In addition to capturing carbon, NbS can also address the effects of climate change and build community resilience. For example, the restoration of shorelines, coastal environments, marshes, and wetlands have shown reduced risks of flooding from severe weather in coastal communities. These improvements also increase the natural capital and ecosystem services. This includes enhanced surface water filtration to improve water quality, new habitats for avian, aquatic, and terrestrial species, and increased natural areas to enhance aesthetics and recreation. In turn, this can increase real estate values and human well-being.

The restored shorelines of the Prime Hook Wildlife Refuge.

Demonstrating success

To earn carbon credits for a nature-based solution, you need to demonstrate that the project will remove carbon from the atmosphere. The process involves examining a project site in its current state and evaluating how it will degrade over time with no interventions. We can then create a model that demonstrates how implementing NbS on the site will improve the ecosystem over time. Using the latest scientific literature, we can also estimate how much CO2 this same project will pull out of the atmosphere.

To demonstrate the impact of NbS, we recently evaluated our work on the Prime Hook National Wildlife Refuge Restoration—a coastal ecosystem restoration in Milton, Delaware. For years, Prime Hook had been hit hard by severe weather events, the worst of which was Hurricane Sandy in 2012. The US Fish and Wildlife Service brought in our team to design the restoration of vital systems and strengthen this critical wildlife habitat to allow it to endure and thrive—even in the event of strong storms. The shoreline and tidal wetland system were restored, and a beach barrier system was constructed to protect the system from future storm damage. By the time the project was completed in 2017, we had supported the US Fish and Wildlife Service in the restoration of 10,000 acres of shoreline and marshes. 

This push towards reducing the carbon in our atmosphere has created a voluntary carbon-credit market that is set to grow rapidly in the coming years.
========================================
INSTRUCTION 1:
Can you give the passage on nature-based solutions again from "In addition to" to "and human well-being.", replacing "coastal" with "seaside"?
INSTRUCTION 2:
Could you carry on the passage on nature-based solutions from its final sentence?

ENTRIES:
========================================
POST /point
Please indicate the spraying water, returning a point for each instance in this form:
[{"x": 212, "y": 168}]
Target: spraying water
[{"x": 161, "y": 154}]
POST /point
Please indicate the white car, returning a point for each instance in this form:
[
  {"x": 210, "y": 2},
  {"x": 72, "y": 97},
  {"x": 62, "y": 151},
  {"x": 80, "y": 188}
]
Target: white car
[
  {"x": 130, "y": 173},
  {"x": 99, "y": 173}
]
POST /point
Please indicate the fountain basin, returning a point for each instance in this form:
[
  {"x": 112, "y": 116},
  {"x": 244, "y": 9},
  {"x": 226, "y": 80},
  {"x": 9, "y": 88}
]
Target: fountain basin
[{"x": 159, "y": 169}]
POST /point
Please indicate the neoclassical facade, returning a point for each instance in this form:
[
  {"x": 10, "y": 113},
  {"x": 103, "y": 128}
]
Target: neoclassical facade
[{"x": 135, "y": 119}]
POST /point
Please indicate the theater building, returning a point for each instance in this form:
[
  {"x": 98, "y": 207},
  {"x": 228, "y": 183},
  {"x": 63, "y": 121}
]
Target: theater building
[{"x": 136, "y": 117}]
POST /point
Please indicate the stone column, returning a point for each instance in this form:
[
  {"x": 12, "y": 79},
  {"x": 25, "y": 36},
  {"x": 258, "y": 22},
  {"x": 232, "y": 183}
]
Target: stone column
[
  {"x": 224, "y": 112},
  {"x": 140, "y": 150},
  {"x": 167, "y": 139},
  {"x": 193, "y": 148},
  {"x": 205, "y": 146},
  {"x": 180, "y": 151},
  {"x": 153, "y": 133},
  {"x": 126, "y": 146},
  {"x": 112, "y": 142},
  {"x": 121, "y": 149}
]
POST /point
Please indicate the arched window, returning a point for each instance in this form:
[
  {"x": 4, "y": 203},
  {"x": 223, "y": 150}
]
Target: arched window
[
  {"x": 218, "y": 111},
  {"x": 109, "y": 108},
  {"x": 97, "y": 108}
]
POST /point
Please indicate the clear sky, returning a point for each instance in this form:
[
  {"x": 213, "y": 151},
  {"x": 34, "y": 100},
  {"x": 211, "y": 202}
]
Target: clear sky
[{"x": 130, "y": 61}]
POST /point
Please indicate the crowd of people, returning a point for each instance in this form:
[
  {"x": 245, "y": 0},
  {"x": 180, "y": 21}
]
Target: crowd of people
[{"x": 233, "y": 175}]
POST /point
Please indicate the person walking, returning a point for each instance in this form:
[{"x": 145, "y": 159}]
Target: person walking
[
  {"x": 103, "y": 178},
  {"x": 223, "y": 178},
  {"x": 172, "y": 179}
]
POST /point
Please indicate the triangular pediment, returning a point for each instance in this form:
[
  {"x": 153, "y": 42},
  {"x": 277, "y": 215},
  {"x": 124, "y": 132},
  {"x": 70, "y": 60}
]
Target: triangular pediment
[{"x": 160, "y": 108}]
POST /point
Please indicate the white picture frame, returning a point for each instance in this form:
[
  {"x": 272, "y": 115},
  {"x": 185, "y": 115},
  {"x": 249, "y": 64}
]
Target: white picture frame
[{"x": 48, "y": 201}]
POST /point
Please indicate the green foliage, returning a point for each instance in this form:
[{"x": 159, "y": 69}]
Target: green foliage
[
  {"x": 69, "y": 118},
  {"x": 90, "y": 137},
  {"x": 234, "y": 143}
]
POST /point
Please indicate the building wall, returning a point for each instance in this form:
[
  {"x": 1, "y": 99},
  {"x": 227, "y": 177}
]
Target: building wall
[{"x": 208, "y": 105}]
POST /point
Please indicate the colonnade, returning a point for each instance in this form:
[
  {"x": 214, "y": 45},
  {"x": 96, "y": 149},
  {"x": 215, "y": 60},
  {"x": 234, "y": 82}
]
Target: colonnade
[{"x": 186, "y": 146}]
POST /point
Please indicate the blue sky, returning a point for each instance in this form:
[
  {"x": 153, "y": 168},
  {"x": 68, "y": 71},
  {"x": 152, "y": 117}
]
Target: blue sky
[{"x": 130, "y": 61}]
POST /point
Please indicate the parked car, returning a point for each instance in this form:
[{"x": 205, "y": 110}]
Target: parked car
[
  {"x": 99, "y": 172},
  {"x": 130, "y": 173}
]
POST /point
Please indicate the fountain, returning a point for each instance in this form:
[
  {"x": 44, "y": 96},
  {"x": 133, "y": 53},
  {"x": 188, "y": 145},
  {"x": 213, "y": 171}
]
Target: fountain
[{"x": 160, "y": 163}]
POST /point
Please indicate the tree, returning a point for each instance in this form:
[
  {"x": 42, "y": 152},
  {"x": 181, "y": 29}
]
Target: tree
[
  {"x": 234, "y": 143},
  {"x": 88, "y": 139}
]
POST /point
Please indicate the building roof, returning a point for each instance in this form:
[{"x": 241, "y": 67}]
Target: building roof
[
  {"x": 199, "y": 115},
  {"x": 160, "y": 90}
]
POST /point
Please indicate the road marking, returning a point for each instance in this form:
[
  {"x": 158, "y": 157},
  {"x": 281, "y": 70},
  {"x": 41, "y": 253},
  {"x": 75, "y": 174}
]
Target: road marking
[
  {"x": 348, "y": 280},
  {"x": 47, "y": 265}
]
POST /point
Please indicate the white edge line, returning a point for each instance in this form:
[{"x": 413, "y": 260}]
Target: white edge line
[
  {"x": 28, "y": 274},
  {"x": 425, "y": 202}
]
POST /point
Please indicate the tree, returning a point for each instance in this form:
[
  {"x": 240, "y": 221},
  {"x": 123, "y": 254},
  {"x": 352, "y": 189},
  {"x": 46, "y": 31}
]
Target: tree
========================================
TASK RESPONSE 1:
In addition to capturing carbon, NbS can also address the effects of climate change and build community resilience. For example, the restoration of shorelines, seaside environments, marshes, and wetlands have shown reduced risks of flooding from severe weather in seaside communities. These improvements also increase the natural capital and ecosystem services. This includes enhanced surface water filtration to improve water quality, new habitats for avian, aquatic, and terrestrial species, and increased natural areas to enhance aesthetics and recreation. In turn, this can increase real estate values and human well-being.

TASK RESPONSE 2:
Through internal research and development on the effectiveness of using coastal ecosystem restoration solutions for CO2 reductions, we reexamined the project to estimate how much carbon it has pulled from the atmosphere annually since completion. The result? The Prime Hook restoration project is estimated to sequester approximately 22,732 tonnes of CO2e over a 30-year period. That’s equivalent of emissions from 2.5 million gallons of gasoline.

Through this research, we’re continuing to find new ways to accurately quantify carbon sequestration for the purpose of earning carbon credits. These include investments in research and development to create innovative tools that streamline our services across diverse habitats. The efficacy and return on investment that NbS deliver makes them a prime choice for companies working to meet their net zero or net-positive goals. 

A look at the Prime Hook Restoration Project and how our team used the natural environment to help our coasts and communities rebound, endure, adapt, and thrive in the face of storms and climate change.

  • Brendan Player

    An environmental planner, Brendan has focused his career on nature-based solutions. He works on water quality, ecology, and biogeochemistry projects, and his research has advanced Stantec’s carbon sequestration services.

    Contact Brendan
  • Jeff Tabar, PE, D.CE

    As a coastal and civil engineer, Jeff brings forth creative solutions to complex engineering problems every day.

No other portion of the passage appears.